-- EXERCISE GOAL --
Using the excerpt below on mobile RHT in massive PE, list every treatment it says patients received.

-- EXCERPT TO READ --
Two prospective trials have been published that enrolled consecutive patients analyzing mobile RHT in diagnosed massive PE. Greco et al. found 7 of 30 (23.3%) patients to have mobile RHT, all of which were successfully treated with thrombolytics without any documented adverse effects [36]. All patients demonstrated lysis of clots between 45 and 60 min of initiation of thrombolytics. In Pierre-Justin and Pierard’s study, RHT was seen in 12 of 335 (3.6%) patients diagnosed with massive PE [84]. Five patients initially were treated with heparin (three of which had contraindications to thrombolysis - all died; the other two received thrombolysis after no improvement with heparin and survived without adverse outcome). The other seven were initially treated with thrombolysis (five improved and two required surgical embolectomy after no improvement with thrombolysis - one died). Both studies concluded that thrombolysis is rapidly effective for the treatment of mobile RHT in the right clinical scenario.

-- LISTED RECORDS --
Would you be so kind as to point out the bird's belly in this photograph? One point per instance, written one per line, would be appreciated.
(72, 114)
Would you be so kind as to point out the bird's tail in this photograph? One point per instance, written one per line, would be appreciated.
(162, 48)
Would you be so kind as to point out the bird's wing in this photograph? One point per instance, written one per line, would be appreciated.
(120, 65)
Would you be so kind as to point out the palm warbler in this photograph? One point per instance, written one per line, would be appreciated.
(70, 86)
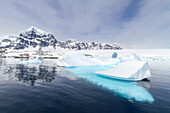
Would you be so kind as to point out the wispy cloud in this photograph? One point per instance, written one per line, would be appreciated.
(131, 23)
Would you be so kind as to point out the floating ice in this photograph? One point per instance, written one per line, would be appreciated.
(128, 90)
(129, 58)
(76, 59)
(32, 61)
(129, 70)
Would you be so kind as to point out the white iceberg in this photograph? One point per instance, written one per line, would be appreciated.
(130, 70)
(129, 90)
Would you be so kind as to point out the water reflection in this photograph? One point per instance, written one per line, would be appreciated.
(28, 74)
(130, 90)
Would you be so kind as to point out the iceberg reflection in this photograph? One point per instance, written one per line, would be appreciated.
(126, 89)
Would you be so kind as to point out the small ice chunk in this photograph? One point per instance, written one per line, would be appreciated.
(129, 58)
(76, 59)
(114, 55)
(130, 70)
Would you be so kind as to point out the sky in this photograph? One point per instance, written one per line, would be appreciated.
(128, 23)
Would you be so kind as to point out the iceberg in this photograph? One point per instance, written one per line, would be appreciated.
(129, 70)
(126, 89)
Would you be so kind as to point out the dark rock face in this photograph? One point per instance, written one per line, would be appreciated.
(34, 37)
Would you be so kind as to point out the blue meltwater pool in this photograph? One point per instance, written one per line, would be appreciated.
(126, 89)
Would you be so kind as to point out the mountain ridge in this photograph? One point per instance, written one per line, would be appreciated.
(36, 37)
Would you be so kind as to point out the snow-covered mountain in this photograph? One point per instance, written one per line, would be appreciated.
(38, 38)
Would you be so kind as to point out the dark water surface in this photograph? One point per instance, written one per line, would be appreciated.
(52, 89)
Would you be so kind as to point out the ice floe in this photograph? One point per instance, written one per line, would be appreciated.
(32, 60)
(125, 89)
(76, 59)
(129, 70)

-- EXERCISE ANSWER --
Thrombolytics (thrombolysis), heparin, surgical embolectomy